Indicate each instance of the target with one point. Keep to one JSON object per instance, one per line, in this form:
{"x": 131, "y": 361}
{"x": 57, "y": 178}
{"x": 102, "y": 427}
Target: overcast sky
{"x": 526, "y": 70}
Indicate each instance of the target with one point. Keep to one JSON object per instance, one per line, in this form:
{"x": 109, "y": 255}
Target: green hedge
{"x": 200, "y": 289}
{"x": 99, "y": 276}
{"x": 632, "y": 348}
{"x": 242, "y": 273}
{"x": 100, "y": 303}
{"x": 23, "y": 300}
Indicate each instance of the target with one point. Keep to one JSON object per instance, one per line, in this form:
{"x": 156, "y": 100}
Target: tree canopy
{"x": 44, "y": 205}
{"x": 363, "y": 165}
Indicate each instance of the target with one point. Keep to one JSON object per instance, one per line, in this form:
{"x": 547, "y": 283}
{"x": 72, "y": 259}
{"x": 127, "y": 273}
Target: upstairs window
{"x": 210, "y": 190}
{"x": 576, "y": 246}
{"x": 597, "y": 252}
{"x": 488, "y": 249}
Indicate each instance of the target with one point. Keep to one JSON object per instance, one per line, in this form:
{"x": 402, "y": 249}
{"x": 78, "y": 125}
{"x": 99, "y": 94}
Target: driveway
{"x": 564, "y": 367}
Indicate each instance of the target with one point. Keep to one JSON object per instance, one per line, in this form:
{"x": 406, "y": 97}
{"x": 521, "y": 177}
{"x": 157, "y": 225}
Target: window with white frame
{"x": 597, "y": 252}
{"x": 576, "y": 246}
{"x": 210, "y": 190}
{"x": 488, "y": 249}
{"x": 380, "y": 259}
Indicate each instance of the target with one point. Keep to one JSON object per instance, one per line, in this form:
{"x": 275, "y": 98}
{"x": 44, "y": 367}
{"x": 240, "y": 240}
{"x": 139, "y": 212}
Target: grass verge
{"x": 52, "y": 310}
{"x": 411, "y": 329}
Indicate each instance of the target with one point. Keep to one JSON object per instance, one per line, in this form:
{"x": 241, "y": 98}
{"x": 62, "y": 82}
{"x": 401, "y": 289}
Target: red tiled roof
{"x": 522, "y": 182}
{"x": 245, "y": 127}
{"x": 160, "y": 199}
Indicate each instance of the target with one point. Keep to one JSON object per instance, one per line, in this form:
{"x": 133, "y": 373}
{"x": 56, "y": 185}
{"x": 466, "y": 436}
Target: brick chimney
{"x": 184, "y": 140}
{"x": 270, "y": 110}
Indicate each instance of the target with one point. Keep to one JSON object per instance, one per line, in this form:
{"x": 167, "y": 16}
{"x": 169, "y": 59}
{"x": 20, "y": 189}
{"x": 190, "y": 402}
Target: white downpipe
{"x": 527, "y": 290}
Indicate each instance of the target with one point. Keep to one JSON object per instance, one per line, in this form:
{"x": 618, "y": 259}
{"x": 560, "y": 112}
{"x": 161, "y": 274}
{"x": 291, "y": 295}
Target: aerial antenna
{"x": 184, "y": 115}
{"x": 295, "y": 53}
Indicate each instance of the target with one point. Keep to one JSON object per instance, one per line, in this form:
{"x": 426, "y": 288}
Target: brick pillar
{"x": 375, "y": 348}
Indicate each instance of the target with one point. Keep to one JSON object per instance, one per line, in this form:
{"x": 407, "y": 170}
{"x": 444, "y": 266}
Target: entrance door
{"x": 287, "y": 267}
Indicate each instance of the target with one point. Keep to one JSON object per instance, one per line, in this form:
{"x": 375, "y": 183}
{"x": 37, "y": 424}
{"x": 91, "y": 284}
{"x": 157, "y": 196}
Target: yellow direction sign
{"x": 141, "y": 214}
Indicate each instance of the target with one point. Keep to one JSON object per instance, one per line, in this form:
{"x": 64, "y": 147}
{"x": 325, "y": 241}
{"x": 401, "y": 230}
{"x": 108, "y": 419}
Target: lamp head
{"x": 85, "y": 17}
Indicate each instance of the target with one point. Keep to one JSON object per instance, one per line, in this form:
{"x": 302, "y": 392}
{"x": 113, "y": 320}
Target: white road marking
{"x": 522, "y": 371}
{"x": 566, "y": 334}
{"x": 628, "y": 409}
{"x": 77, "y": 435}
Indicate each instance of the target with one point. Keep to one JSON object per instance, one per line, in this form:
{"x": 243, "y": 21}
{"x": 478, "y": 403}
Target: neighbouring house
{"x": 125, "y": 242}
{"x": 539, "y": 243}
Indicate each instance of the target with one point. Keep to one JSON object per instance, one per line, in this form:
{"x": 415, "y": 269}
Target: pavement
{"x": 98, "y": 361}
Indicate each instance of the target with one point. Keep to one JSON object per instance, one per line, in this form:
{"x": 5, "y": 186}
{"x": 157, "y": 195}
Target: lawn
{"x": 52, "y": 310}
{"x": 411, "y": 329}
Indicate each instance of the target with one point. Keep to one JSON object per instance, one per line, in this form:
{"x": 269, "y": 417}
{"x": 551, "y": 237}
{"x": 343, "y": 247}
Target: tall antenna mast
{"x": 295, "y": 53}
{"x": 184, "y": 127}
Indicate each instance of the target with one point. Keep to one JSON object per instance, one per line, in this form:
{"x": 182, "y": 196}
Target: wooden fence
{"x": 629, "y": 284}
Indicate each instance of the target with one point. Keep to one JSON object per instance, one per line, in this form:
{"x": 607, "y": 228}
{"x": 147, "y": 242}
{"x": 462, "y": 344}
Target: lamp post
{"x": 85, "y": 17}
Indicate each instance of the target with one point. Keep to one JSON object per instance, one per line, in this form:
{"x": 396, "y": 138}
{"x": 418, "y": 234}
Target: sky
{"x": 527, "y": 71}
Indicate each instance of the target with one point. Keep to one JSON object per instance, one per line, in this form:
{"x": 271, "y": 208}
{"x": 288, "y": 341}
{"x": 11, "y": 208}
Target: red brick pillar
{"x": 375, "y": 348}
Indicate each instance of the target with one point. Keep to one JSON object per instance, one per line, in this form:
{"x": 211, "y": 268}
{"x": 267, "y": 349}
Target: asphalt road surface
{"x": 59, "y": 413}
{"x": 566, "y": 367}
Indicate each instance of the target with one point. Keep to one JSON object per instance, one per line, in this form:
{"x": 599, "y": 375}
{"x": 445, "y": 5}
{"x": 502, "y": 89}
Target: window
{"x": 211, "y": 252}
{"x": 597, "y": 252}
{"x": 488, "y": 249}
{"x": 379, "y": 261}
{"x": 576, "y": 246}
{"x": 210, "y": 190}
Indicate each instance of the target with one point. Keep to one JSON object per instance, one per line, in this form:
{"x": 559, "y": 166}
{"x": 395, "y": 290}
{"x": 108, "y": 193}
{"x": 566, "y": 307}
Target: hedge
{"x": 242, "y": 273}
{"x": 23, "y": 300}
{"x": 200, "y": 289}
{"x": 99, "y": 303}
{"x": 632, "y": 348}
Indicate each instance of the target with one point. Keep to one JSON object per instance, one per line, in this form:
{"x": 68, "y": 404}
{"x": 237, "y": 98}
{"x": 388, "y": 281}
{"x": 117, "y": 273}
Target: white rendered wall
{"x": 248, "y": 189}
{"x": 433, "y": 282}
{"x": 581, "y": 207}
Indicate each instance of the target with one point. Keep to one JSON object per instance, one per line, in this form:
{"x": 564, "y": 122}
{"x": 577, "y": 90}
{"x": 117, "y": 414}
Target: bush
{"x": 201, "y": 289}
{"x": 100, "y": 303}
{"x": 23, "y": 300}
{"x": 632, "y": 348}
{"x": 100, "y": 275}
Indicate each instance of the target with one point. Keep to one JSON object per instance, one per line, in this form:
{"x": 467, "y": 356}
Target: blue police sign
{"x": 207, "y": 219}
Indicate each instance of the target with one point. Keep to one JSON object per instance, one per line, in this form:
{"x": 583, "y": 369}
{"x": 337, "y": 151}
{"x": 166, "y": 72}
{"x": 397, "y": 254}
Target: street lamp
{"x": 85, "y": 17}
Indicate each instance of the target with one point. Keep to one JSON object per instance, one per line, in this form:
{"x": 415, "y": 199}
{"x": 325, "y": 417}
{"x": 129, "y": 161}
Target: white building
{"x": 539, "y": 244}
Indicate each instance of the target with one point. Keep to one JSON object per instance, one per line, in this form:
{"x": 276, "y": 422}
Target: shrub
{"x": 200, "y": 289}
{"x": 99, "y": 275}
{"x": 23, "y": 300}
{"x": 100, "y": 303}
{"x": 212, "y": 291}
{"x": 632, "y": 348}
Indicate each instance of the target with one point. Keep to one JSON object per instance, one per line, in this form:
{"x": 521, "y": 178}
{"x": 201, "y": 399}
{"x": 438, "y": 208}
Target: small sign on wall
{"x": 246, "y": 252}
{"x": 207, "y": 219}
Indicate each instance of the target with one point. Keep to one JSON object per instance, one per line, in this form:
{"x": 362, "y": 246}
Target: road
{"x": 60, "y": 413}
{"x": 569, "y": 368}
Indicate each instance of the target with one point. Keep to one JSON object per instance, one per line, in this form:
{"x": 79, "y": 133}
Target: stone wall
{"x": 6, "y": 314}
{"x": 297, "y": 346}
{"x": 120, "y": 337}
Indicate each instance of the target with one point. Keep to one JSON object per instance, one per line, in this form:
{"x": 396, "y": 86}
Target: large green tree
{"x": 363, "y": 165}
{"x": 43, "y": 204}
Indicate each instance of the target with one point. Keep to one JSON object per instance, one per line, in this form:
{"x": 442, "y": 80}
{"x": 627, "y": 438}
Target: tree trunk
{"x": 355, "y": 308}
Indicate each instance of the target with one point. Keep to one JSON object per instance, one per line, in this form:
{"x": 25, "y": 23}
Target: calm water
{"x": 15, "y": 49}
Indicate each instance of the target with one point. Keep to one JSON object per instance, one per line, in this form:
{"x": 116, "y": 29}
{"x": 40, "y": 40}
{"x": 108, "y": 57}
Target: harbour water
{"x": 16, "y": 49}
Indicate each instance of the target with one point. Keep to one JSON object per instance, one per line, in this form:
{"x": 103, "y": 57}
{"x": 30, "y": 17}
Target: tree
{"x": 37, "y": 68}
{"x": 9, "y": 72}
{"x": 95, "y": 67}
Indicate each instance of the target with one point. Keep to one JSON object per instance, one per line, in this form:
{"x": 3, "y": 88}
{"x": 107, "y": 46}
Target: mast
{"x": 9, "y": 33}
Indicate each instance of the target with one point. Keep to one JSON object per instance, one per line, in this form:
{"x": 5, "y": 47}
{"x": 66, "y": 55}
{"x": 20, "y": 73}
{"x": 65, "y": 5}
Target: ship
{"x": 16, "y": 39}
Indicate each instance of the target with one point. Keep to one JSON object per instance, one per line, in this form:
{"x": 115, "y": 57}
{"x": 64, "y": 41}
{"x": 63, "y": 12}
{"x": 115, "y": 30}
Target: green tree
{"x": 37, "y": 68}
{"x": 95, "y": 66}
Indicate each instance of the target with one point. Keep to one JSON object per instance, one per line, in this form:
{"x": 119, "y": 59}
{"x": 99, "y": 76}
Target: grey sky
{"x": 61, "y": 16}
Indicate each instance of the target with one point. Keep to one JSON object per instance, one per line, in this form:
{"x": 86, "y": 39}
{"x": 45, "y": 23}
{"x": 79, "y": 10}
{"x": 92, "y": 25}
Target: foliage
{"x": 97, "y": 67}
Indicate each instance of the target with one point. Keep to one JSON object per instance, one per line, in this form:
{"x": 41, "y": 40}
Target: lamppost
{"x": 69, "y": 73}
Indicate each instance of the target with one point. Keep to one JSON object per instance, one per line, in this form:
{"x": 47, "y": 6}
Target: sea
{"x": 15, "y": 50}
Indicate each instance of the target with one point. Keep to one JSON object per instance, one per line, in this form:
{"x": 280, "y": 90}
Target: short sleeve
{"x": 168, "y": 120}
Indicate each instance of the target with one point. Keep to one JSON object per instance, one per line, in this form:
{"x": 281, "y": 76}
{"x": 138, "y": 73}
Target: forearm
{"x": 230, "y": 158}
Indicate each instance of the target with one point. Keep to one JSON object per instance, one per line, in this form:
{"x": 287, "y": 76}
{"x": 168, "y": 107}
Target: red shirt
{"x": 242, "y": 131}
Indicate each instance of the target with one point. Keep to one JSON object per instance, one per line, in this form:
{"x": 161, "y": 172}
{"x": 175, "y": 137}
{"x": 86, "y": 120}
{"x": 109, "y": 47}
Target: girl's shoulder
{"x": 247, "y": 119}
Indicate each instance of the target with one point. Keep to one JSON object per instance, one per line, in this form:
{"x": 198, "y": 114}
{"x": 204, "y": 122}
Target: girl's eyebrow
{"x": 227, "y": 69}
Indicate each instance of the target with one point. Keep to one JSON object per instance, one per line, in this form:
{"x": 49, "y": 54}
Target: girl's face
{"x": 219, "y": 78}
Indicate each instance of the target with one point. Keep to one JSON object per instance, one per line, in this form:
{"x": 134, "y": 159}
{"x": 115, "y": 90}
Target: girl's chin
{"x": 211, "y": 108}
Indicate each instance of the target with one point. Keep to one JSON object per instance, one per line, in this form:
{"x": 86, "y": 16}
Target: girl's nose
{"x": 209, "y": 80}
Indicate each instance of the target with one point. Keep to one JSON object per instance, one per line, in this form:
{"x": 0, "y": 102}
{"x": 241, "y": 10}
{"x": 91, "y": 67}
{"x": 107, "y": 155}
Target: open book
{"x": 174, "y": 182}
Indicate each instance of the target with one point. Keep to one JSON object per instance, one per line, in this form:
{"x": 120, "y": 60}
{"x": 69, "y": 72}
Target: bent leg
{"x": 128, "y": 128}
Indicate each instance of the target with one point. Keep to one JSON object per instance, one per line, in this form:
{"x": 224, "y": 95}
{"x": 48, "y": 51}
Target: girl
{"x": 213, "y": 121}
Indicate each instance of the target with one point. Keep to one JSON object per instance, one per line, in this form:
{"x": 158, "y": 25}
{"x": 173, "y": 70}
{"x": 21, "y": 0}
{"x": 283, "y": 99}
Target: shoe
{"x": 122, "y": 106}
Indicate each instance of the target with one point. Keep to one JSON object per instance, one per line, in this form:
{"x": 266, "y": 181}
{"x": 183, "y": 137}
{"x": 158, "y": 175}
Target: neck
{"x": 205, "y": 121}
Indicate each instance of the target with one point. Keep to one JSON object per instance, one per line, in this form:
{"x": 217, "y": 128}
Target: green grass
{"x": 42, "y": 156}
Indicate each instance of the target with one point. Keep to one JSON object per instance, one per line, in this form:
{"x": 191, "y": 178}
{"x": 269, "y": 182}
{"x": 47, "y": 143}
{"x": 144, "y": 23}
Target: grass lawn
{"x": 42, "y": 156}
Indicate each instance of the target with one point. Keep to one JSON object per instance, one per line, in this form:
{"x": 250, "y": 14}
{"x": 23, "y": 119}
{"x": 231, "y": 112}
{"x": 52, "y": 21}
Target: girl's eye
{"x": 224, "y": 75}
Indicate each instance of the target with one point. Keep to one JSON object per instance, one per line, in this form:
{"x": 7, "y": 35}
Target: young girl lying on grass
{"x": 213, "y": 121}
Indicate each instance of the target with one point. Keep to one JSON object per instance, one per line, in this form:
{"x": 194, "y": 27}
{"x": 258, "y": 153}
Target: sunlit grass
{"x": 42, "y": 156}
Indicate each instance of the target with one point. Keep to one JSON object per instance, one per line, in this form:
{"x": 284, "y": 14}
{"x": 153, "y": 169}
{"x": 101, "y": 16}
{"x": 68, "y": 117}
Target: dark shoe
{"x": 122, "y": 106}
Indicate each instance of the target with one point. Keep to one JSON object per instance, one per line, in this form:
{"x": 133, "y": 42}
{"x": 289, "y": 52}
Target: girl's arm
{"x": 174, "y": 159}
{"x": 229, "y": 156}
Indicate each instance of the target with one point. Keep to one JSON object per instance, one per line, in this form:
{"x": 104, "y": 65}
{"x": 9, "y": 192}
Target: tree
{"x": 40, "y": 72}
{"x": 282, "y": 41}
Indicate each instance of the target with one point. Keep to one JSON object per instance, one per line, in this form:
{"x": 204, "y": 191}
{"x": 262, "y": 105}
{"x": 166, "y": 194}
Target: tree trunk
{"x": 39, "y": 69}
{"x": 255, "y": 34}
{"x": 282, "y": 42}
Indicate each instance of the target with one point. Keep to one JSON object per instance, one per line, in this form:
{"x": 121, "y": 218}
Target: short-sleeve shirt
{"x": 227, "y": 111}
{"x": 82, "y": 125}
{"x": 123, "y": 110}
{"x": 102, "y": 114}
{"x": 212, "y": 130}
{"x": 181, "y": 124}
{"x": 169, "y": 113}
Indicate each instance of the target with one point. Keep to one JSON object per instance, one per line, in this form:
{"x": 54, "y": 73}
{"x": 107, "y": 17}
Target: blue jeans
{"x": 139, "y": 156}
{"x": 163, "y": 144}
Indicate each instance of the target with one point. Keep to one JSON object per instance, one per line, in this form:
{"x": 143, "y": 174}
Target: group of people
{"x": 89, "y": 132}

---

Work instructions
Identify each line in the records above that contains the string "short", and copy every such line in full.

Written answer
Target: short sleeve
Target: short-sleeve shirt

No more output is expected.